→ **FRAGMENTO DEL DOCUMENTO**:
----------
Retomando el hilo de nuestro análisis histórico, el Fondo Piadoso sólo duró hasta el año de 1842 en manos de la diócesis de California. Cuando el trastornado y primer chapulín de la historia mexicana, Antonio López de Santa Ana llegó en una de tantas ocasiones a la Presidencia de la República, de forma arbitraria e inconsciente revoca la ley que se había expedido años atrás sobre el Fondo Piadoso y publica un nuevo decreto donde ordena que a partir de ese año sea administrado por la Hacienda Mexicana. Este obtuso y decrépito político en unos cuantos días ordenó que todas las propiedades que estaban amparadas por este Fondo Piadoso fueran rematadas a un valor ínfimo y que el dinero resultante de su usufructo pasara a formar parte de la Hacienda Nacional. Se sospecha que muchas de estas propiedades pasaron a manos de sus compinches más allegados y de él mismo.

Pasados unos años, y como producto de la injusta guerra de intervención y ocupación que llevó a cabo el ejército yankee a nuestra patria mexicana en los años de 1846 a 1848, los hipócritas religiosos que aún dirigían las Iglesias dentro de lo que fuera la Alta California decidieron aprovechar esta oportunidad y solicitaron al Gobierno de los Estados Unidos de América que impusiera al gobierno mexicano, como parte de las abusivas demandas de los vencedores, el que se restituyera el dinero al que equivalía el Fondo Piadoso de las Californias en el año en que les fue cedido para su administración (1836). El gobierno yankee ni tardo ni perezoso vio la oportunidad de arrancarle otro pedazo a nuestra destrozada nación y pidió la integración de una Comisión Mixta Americano-Mexicana de Reclamaciones con el único fin de resolver el reclamo de la comunidad religiosa de la Alta California. Ante la negativa del gobierno mexicano para hacer el pago correspondiente, ventajosamente el gobierno yankee impuso el arbitrio del embajador británico en Whashington sabiendo que este personaje, hambriento de ganarse el favor de los yankees, fallaría de forma positiva a la petición, y así fue. El 11 de noviembre de 1875 el mencionado embajador Sir Edward Thornton, condenó al gobierno mexicano a pagar la cantidad de 904,070.79 dólares a los religiosos de la Alta California como la parte proporcional que les correspondía a las supuestas misiones que ellos administraban en ese lugar.
----------
→ **REQUISITOS DE LA TAREA**:
Enumera, en el orden en que aparecen, todos los años que se mencionan en el fragmento sobre el Fondo Piadoso de las Californias. Las líneas proceden de una fuente distinta a la del fragmento.

→ **LOS DATOS**:
----------
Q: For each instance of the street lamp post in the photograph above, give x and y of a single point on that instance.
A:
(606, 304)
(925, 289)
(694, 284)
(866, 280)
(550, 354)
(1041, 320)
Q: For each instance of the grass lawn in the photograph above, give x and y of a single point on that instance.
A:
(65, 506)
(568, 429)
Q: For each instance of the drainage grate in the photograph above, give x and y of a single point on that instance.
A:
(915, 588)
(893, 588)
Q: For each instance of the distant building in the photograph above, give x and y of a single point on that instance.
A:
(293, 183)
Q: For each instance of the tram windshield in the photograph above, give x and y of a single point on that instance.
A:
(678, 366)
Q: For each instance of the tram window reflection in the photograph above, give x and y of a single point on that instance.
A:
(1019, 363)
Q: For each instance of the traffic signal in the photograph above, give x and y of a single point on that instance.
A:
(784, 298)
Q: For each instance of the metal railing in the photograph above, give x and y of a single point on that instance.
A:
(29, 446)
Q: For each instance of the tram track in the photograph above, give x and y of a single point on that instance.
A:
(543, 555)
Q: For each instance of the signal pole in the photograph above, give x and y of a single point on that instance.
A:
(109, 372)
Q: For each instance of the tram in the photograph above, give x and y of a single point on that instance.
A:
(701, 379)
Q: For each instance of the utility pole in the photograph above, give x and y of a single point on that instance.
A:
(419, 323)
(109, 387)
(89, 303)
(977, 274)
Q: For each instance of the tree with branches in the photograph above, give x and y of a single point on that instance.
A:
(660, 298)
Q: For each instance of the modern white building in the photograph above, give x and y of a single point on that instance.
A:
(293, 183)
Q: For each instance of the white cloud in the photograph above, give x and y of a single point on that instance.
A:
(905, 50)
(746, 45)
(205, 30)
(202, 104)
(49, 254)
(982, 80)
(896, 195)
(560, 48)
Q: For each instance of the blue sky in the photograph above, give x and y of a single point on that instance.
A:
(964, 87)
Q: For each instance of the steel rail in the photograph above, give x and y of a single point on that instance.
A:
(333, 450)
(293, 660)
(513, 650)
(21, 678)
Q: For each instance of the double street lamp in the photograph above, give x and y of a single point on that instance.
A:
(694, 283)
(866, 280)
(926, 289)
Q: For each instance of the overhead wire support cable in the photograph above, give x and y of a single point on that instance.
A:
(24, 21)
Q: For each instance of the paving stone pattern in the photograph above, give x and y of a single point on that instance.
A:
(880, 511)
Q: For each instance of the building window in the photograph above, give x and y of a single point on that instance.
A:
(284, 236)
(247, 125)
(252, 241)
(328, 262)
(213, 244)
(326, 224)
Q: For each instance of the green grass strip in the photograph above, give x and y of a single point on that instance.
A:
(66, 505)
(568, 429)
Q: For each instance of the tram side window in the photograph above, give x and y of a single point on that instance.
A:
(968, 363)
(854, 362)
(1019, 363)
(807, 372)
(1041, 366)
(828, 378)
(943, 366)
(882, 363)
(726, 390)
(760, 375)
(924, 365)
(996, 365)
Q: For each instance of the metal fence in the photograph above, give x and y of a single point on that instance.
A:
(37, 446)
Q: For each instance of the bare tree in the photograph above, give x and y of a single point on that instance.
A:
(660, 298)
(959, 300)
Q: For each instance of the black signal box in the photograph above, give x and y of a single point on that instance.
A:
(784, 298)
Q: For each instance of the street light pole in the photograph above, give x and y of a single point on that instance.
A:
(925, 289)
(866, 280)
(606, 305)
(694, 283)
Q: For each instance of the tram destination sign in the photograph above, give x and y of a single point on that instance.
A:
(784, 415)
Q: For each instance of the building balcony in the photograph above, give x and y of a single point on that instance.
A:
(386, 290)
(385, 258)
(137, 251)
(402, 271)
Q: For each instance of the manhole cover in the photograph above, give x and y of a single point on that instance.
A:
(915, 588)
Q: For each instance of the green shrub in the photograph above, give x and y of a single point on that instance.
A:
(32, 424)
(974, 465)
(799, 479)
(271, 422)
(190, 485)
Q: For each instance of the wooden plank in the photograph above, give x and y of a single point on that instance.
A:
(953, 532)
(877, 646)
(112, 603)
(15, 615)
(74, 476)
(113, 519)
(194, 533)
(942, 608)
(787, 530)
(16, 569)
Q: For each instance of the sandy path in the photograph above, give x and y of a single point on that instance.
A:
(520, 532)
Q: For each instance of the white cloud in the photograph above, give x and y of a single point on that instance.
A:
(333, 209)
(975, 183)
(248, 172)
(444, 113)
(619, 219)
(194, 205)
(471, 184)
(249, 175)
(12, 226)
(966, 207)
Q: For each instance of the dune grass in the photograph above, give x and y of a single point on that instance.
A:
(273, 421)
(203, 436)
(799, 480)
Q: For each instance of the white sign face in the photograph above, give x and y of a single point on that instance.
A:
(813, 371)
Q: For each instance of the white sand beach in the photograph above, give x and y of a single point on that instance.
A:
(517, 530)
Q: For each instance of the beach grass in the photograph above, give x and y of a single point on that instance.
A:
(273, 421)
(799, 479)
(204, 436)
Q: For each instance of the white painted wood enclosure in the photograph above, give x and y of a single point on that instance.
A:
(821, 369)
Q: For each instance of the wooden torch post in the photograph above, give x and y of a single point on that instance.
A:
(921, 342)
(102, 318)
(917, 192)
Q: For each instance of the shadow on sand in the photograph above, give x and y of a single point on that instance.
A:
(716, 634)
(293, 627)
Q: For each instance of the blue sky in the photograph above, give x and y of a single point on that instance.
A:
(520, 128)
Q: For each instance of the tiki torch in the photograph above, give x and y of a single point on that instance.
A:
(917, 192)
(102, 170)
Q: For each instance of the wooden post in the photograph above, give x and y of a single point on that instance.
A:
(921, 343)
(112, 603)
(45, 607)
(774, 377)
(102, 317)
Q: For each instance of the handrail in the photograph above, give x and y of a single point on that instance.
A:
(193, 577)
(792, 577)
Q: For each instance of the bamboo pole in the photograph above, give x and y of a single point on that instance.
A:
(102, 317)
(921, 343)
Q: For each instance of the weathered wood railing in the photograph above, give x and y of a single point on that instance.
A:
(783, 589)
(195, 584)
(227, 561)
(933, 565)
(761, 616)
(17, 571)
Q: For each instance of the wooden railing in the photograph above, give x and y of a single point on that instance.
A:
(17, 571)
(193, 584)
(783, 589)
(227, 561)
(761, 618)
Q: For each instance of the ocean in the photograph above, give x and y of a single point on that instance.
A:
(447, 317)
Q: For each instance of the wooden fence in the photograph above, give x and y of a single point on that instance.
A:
----------
→ **TAREA RESUELTA**:
1842, 1846, 1848, 1836, 1875